> **Task list**
(1) According to the Park Roots text, in what winter was snowboarding officially allowed on the resort?
(2) Retype the Park Roots text starting at "Enter Doug Lundgren, a" and ending at "on the planet.".
BEGIN Text provided
Park Roots
Big White has a long history of snowboarding rooted amongst its trees and snow-covered landscape.
Back in the late 70’s when skateboarding was in its prime, an article appeared on the pages of SKATEBOARDER Magazine, page 107 to be exact. Veteran water skate and soon to be snow legend Lonnie Toft was shown carving out the most incredible compressed front-side lay back carve I have ever seen...
Deep powder, California sun, surf & style oozing all over the page...
That impression was burned on my brain like a red hot brand. I could see what that moment must have been like and from then on… I was possessed to see what a snowboard was… and could be. I would see more on the pages of SKATEBOARD MAGAZINE.
This lead to visions of a mountain not as a ski hill but as a massive snow covered skateboard park… Snow instead of concrete, ever changing options in terrain, and endless possibilities. From a few attempts in the yard on a skateboard with no trucks, tail pointed forward as a nose and even an attempt to make one out of ply wood all proved useless… until that one day... In 1985 I rode skateboards on a local shop demo team. I went in and in one corner of the shop a tall skinny blonde haired hippy looking cat was standing behind a small counter with some skate board wheels, trucks and 2 SNOWBOARDS...
Bring into the scene Lester Quitzau… Lester is a snowboard pioneer who later became a Juno award winning musician and married a Canadian music artist Mae Moore. But that is later, much later…..
Back to 1985.
Lester brings snowboards to Kelowna from Calgar-ian Ken Achenbach who is known as the father of Canadian snowboarding. Ken has a small shop running out of his mothers’ basement then Lester moves to Kelowna and starts spreading the word.
Enter Doug Lundgren, a friend of Lester’s and Kens. Doug is a master mind and we decide to get some blank decks from the Legendary god father of snowboarding Chuck Barfoot. We take these blanks to Doug’s dads’ garage and Doug develops plastic bindings made of flat sheets of UHMW which he heats up with a torch and bends in the vice.
We trace out Lester’s Pro model, and Barfoot cuts out the blanks with a router. Doug introduces the hand planner and with his scientific mind decides to hand plane a deeper side cut into the heel edge of the board thus in my mind inventing the very first asymmetrical snowboard on the planet.
Off we go to the golf course to get things started… that soon becomes way lame for our intense enthusiasm Doug’s Family is deep rooted in skiing so the next logical step is to head up to Big White to really get on the scene and try some serious powder shredding.
The very first Big White adventure started out with a very keen crew of; Lester Quitzau, Doug Lundgren, James Thiessen and myself.
We started out hiking up from the Ridge Day Lodge and headed up Dragons Tongue, after the first stretch we look over towards the old Loose Moose Lodge which was basically located at the bottom of TELUS park. We quickly realized we could have saved a 40 minute hike by driving up there instead of walking from the Ridge parking lot…Oh well in this story… this was but only one of the very few things we were about to learn…
Two hours later after summit-ting the Ridge chair walking traverse to the top of Powder Chair then down the Whitefoot bowl and up to Falcon bowl and we arrive at the very spot where the Falcon Chair unloads today. We continue over the edge and end up finding heaven, otherwise known as the back side of Big White Ski Resort and this serves as our own private powder resort for the next 2 years. Mind you we did walk all over the cliff and east peak as well many sessions on the saddle and the ridge of the cliff down towards east peak and down towards the cliff lake bowl.
After 2 years of hiking and a few attempts to convince Big White management to let us on the lift along comes Peter Glockner from of all places… Medicine Hat, Alberta.
Peter moves into my hood where I am constructing a huge vert-ramp...
Peter is a skater and quickly joins in on our crew. Peter is also a pioneer snowboarder, even building his own boards in 1982 called Snowhawk Designs. Having been through the resort dilemma Peter quickly calls the department of transportation and railways who decides who and what can ride a ski lift. Peter puts together a meeting with the Ministry and Big White and after a demonstration on how we can get on and off the lifts, we were accepted. Snowboarding was officially allowed on the resort the winter of 1987.
END Text provided
BEGIN Record excerpts
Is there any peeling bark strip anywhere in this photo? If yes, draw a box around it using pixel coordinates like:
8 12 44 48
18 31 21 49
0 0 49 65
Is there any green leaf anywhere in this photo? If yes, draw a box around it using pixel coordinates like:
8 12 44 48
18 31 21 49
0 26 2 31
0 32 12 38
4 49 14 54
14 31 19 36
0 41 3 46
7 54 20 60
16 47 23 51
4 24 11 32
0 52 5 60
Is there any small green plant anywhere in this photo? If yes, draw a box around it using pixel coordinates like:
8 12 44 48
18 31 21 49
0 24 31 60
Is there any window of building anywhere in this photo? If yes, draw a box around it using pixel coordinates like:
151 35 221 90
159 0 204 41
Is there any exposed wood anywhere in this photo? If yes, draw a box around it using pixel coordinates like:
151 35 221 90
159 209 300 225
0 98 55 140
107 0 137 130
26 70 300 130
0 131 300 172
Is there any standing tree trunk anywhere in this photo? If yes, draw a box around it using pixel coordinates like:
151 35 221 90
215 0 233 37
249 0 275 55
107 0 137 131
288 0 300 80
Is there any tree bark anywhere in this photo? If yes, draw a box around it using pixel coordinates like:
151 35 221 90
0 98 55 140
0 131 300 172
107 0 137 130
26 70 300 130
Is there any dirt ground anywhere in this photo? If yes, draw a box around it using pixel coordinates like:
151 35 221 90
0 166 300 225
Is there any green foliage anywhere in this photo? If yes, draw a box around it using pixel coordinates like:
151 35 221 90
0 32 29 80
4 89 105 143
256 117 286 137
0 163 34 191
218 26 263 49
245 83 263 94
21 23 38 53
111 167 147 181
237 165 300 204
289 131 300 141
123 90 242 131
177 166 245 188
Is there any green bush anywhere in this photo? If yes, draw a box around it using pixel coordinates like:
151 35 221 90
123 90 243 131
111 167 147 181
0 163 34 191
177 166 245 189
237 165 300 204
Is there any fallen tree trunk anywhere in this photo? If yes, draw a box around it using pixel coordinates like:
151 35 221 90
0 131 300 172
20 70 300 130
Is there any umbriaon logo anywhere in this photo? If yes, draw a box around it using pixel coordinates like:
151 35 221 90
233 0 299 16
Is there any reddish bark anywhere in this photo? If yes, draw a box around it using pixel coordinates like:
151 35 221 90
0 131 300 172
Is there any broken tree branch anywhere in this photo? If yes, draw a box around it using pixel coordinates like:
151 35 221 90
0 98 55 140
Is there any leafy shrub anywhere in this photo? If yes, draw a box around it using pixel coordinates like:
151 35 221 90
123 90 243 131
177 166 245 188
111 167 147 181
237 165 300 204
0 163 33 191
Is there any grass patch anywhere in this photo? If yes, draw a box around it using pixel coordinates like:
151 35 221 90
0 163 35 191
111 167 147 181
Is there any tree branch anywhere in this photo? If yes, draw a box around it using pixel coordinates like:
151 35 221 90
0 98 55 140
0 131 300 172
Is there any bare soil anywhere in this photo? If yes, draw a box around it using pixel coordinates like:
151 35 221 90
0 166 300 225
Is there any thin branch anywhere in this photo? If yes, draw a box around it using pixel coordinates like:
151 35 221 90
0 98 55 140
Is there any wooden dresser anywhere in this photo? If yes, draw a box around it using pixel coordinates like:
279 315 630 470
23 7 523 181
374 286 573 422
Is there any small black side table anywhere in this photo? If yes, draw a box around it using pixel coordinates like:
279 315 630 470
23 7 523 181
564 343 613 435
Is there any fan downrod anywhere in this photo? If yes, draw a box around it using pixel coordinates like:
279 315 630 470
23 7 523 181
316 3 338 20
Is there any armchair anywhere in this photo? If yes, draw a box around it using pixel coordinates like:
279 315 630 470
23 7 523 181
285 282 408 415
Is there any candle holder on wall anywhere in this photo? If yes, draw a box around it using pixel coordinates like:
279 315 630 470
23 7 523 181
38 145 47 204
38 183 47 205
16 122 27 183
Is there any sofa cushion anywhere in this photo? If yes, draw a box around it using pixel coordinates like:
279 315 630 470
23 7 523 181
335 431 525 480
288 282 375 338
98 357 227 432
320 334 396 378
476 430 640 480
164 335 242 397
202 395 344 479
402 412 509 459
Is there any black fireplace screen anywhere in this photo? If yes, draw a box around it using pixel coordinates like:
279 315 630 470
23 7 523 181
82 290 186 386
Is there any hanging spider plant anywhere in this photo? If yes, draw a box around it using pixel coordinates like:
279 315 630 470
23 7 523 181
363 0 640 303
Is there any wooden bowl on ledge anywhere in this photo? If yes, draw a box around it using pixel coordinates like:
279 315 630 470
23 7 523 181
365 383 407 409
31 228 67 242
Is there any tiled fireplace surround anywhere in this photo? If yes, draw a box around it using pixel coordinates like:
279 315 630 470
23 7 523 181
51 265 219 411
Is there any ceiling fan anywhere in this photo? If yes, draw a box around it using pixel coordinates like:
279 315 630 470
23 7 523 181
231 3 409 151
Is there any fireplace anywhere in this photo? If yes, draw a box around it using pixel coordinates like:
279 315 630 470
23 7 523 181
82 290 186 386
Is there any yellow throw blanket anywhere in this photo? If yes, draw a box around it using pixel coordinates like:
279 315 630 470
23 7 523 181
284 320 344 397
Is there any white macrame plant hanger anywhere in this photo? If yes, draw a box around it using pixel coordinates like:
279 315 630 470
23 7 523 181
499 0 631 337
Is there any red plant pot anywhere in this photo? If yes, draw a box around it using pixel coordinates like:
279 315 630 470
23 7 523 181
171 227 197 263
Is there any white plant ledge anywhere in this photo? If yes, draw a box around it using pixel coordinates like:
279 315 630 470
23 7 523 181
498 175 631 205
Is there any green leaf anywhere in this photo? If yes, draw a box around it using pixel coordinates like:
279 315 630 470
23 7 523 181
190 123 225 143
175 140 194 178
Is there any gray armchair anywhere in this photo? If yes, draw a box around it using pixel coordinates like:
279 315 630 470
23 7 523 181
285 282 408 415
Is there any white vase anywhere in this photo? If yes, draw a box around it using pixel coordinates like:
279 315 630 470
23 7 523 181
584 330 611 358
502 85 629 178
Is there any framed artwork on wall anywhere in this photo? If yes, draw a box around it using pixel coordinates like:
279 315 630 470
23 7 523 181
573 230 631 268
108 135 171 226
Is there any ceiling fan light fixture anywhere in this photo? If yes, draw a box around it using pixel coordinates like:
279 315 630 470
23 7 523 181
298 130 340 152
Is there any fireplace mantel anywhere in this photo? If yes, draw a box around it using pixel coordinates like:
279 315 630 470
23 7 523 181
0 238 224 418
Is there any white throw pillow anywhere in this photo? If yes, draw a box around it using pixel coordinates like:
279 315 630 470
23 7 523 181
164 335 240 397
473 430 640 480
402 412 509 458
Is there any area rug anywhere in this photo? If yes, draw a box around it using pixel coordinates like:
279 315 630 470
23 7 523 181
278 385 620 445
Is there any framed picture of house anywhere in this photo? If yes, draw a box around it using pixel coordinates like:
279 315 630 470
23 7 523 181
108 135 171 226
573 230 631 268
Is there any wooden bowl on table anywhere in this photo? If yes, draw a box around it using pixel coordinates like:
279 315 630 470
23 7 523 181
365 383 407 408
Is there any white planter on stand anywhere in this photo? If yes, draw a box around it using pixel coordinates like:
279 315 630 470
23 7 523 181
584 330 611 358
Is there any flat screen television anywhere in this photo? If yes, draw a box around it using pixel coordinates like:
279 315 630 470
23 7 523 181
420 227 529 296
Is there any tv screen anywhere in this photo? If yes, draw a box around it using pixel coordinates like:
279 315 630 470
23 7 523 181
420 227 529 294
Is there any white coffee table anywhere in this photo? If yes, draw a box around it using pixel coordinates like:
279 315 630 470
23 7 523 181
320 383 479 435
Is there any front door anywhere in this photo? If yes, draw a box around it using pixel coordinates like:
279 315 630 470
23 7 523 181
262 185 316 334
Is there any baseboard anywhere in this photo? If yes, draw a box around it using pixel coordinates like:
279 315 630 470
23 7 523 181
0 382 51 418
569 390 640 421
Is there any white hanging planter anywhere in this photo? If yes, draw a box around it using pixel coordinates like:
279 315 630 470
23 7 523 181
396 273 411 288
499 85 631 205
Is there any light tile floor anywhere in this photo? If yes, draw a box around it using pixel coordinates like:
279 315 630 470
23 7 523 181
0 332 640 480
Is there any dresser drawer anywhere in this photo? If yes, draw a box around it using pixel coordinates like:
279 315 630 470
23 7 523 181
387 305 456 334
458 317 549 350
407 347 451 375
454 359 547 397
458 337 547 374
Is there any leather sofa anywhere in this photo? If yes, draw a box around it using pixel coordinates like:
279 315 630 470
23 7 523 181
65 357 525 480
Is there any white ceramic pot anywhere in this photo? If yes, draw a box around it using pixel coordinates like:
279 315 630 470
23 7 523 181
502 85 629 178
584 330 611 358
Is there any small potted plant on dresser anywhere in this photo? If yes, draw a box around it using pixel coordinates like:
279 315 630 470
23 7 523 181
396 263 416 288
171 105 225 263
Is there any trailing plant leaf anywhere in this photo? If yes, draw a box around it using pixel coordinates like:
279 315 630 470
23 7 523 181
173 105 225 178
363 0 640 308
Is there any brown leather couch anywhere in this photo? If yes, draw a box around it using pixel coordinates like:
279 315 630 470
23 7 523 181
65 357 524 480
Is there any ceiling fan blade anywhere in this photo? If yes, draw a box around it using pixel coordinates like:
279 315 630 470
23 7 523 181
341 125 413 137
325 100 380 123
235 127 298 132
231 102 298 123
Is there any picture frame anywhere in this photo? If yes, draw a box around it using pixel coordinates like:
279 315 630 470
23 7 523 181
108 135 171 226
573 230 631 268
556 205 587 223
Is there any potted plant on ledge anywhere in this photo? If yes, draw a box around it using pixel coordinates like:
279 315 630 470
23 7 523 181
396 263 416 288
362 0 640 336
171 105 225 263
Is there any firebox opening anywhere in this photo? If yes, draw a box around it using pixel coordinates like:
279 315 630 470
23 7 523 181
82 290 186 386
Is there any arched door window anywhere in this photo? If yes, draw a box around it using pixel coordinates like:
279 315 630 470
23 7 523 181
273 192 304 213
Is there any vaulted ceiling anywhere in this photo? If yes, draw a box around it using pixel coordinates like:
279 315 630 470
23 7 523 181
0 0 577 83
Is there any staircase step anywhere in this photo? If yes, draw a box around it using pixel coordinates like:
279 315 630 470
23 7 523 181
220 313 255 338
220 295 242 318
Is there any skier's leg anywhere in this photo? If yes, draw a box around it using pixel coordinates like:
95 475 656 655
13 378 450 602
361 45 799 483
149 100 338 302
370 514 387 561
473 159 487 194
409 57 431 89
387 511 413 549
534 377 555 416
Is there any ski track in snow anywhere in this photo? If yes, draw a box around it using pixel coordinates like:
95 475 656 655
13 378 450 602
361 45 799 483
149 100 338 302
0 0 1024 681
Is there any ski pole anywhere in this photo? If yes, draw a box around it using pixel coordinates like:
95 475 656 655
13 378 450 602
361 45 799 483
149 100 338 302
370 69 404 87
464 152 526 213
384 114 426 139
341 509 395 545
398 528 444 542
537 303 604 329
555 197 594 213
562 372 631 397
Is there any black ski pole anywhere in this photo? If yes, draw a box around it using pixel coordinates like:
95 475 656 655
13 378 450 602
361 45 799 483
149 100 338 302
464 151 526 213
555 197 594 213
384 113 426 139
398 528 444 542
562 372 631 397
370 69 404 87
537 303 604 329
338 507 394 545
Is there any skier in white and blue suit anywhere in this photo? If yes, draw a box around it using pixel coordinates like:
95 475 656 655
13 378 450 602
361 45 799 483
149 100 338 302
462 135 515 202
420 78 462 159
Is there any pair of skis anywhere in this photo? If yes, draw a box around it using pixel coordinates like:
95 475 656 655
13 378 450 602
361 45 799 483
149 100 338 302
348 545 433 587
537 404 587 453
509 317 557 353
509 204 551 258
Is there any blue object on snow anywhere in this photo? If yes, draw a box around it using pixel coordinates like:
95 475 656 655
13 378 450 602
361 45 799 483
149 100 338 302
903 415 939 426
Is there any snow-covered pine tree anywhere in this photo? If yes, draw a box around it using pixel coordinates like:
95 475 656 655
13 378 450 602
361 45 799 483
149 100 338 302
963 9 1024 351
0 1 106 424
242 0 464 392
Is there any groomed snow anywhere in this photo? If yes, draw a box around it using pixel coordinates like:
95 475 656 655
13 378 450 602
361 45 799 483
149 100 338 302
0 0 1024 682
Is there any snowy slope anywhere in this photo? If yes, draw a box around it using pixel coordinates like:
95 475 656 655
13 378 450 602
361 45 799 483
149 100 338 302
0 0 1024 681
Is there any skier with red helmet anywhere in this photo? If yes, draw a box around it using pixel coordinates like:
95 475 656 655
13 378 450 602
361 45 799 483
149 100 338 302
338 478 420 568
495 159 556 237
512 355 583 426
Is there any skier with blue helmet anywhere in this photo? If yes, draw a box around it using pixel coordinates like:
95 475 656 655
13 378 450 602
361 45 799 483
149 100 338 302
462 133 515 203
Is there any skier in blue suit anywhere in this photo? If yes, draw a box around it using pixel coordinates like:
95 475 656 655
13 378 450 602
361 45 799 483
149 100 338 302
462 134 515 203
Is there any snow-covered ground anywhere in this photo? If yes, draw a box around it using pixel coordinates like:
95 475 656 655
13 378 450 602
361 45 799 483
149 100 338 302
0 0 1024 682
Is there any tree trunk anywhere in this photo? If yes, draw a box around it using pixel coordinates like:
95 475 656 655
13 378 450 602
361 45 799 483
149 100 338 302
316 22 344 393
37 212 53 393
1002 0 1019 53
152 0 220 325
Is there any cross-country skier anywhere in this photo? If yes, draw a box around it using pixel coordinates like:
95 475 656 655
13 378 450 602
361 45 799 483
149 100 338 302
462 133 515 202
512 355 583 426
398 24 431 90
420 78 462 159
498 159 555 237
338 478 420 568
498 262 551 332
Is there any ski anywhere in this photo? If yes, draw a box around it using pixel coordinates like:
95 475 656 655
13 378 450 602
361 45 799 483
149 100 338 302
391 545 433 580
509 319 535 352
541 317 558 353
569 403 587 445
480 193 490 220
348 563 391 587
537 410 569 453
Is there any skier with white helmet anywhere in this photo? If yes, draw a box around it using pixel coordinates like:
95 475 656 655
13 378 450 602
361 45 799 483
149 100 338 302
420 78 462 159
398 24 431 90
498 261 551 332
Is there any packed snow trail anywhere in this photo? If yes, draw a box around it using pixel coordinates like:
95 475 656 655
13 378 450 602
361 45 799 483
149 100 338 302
END Record excerpts
> **Exercise solutions**
(1) The winter of 1987.

(2)
Enter Doug Lundgren, a friend of Lester’s and Kens. Doug is a master mind and we decide to get some blank decks from the Legendary god father of snowboarding Chuck Barfoot. We take these blanks to Doug’s dads’ garage and Doug develops plastic bindings made of flat sheets of UHMW which he heats up with a torch and bends in the vice.
We trace out Lester’s Pro model, and Barfoot cuts out the blanks with a router. Doug introduces the hand planner and with his scientific mind decides to hand plane a deeper side cut into the heel edge of the board thus in my mind inventing the very first asymmetrical snowboard on the planet.